**Task description:** Copy all lines holding the word "dormer" from the entries.

[Stored data entries]
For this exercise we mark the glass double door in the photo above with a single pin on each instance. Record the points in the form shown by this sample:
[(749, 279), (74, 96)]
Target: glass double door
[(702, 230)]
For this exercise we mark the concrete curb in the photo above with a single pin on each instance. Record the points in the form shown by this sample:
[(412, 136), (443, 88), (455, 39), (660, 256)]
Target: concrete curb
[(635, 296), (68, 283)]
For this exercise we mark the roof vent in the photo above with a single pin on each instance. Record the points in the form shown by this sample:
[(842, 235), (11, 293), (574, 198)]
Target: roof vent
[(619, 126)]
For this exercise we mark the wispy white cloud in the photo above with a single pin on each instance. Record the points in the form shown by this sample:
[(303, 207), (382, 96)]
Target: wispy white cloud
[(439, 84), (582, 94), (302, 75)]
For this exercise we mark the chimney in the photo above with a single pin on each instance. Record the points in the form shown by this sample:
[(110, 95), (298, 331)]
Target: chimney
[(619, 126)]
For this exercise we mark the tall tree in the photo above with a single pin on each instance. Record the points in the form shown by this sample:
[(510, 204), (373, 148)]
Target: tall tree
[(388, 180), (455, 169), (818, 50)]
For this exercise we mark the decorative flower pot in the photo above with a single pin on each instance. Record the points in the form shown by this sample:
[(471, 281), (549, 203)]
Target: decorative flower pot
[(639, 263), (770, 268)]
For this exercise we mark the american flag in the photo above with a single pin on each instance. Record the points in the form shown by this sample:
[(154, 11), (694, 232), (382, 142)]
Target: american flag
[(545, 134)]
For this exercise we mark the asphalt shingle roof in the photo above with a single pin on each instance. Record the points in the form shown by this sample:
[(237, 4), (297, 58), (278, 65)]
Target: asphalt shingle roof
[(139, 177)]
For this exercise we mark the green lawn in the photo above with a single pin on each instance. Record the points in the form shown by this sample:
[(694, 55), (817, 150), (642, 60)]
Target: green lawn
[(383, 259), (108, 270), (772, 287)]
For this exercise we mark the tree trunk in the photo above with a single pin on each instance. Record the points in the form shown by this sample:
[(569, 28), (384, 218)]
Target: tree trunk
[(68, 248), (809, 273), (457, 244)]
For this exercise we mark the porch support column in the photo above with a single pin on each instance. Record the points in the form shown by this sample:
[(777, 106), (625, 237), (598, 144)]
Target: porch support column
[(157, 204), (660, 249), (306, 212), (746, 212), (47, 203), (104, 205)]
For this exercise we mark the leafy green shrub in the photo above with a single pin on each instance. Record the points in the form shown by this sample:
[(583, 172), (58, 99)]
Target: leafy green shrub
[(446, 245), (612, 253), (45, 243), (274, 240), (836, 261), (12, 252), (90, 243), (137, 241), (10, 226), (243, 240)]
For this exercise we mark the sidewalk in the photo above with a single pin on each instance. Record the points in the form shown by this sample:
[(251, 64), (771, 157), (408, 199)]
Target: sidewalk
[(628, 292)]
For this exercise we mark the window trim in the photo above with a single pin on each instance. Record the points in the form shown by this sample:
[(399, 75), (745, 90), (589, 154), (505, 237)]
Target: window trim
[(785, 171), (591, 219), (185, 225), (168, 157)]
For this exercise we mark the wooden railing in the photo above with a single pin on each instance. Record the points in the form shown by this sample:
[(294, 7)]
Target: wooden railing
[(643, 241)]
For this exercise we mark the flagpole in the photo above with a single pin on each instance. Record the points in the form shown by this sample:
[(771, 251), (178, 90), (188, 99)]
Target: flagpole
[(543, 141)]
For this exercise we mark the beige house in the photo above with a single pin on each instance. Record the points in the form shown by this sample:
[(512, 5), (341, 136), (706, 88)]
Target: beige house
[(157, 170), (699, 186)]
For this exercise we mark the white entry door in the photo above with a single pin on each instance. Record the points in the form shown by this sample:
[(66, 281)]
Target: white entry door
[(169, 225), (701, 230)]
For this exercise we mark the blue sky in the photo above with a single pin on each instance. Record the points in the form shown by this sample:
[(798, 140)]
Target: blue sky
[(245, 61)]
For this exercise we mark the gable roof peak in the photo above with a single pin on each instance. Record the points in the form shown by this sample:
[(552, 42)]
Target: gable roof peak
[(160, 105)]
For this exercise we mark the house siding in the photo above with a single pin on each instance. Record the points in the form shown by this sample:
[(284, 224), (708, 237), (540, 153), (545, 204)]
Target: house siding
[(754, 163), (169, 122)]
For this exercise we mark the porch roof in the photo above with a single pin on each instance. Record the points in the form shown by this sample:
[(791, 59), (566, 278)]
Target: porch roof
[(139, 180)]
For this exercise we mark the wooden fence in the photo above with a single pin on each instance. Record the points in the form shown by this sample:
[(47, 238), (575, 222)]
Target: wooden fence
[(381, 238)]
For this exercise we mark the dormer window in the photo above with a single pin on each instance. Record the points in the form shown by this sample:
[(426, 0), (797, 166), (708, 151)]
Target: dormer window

**Exercise answer:**
For this exercise we mark the dormer window in the photo above with a single pin on each instance. Record the points in the form shown by this sample:
Target: dormer window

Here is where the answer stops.